(Coordinate annotation records)

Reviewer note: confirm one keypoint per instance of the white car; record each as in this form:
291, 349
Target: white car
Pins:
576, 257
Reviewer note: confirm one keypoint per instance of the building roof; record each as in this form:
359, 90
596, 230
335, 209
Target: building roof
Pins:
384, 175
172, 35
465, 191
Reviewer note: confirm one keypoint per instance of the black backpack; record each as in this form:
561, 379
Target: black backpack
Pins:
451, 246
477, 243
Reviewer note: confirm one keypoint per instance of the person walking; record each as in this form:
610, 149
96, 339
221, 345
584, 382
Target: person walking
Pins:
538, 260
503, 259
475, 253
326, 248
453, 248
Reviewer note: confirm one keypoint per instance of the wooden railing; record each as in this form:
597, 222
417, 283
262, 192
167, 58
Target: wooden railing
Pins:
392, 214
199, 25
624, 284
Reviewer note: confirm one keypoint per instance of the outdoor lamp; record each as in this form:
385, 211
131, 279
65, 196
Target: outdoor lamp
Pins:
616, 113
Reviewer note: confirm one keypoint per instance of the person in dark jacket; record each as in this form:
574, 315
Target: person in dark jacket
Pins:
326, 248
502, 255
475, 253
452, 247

WHAT TO WORK ON: Every record should be given again exactly.

ANSWER IN FULL:
Reviewer note: confirm one keypoint per instance of the white car; record each as in this form:
291, 349
Target: white car
Pins:
576, 257
Reviewer note: confirm one keypoint per instance of the building roof; record each as in this form:
359, 90
596, 230
335, 209
Target: building roof
Pins:
384, 175
172, 35
465, 191
Reviewer note: confirm one keypoint per instance of the black backpack; record each as in this form:
561, 379
Target: black backpack
Pins:
451, 246
477, 243
Reviewer note: confirm one keypoint per instance of the person walking; record each as in this form:
610, 149
96, 339
221, 345
584, 382
Target: person walking
Pins:
538, 260
503, 259
475, 253
326, 248
453, 248
Reviewer note: confirm one keypoint per instance of the wooden railing; record each as in this form:
597, 222
417, 283
262, 192
167, 58
Target: wooden railing
Pins:
392, 214
199, 25
624, 284
Reviewer note: confirm one keypoint per instance of the outdoor lamp; record each as in this form:
385, 211
131, 279
65, 196
Target: outdoor lamp
Pins:
616, 113
Reviewer note: confirm one keypoint per instance of the person in dark jacket; record each as in this form:
574, 315
Target: person in dark jacket
Pins:
326, 248
502, 255
475, 253
452, 247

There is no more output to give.